===== Material for this task
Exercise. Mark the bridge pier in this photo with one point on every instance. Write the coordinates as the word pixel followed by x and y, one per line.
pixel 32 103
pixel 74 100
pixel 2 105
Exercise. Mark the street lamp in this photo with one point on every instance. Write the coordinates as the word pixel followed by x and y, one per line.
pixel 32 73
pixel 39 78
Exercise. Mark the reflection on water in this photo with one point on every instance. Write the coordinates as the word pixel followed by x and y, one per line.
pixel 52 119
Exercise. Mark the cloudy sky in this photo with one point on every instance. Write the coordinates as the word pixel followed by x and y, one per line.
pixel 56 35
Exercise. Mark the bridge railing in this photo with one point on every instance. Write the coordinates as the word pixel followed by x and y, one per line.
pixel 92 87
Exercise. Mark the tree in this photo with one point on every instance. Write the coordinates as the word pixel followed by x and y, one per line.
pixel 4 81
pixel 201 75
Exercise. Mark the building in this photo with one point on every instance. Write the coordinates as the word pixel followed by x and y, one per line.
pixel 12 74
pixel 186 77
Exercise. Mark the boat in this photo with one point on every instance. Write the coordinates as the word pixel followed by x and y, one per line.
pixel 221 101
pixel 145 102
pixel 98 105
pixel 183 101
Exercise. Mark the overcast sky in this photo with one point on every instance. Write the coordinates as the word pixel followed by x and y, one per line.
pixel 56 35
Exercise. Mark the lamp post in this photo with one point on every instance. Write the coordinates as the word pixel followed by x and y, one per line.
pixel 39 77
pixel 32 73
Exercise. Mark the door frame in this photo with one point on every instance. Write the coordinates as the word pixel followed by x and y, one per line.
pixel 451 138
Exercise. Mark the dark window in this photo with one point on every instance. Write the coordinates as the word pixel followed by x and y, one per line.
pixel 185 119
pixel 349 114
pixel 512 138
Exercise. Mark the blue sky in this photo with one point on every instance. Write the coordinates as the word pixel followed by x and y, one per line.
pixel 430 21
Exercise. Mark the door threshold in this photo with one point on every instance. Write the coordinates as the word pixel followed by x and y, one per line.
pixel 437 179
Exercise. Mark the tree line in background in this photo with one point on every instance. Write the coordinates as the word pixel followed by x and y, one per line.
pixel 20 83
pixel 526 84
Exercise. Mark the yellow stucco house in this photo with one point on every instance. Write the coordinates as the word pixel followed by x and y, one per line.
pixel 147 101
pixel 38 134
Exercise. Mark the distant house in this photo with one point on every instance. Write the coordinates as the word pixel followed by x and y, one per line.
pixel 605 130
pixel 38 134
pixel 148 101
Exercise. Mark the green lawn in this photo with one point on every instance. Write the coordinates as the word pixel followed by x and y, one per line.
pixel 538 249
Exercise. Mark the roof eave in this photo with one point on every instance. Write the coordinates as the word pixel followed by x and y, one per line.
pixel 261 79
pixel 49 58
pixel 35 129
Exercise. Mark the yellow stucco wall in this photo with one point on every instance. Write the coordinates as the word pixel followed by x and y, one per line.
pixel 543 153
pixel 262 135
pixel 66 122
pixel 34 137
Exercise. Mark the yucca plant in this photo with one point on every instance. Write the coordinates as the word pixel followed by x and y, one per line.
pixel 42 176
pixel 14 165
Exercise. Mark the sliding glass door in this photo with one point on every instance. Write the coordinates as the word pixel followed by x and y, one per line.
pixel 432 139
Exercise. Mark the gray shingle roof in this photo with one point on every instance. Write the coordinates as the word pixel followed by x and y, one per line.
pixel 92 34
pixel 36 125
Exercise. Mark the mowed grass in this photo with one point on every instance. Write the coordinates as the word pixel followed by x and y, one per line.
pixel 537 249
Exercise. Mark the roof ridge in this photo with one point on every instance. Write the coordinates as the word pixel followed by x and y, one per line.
==========
**Your task**
Everything from the line containing "Exercise. Mark the distant" through the final line of the listing, inclusive, must be reproduced exactly; leave out the rest.

**Worked answer**
Exercise. Mark the distant house in this photo with one point on every instance. Write the coordinates as the word pixel followed by x and y, one per line.
pixel 605 130
pixel 38 134
pixel 148 101
Exercise. Mark the green lawn in this photo with one point on every instance. Write the coordinates as the word pixel followed by x and y, one per line.
pixel 538 249
Exercise. Mark the roof eave in this photo with one point on every instance. Write the coordinates as the word pixel followed by x and y, one per line.
pixel 261 79
pixel 49 58
pixel 35 129
Exercise. Mark the yellow stucco wall in this photo with one point on every instance. Write the coordinates as the word pixel followed by x and y, one per line.
pixel 543 153
pixel 262 135
pixel 66 122
pixel 34 137
Exercise. Mark the yucca plant in this photo with one point on every instance. Write the coordinates as the word pixel followed by x and y, one per line.
pixel 42 176
pixel 14 165
Exercise. Mark the sliding glass door in this photo with one point on every instance. Write the coordinates as the word pixel followed by x and y, one per line.
pixel 432 139
Exercise. Mark the gray shingle roof in this photo with one point on every instance. Write the coordinates as the word pixel followed by x and y, one per line.
pixel 92 34
pixel 36 125
Exercise. Mark the mowed grass in this photo with one point on every instance. Write the coordinates as the word pixel followed by x and y, one per line.
pixel 537 249
Exercise. Mark the roof ridge in this photo with one point on every instance. Write the coordinates as the word pixel followed by x and y, one per line.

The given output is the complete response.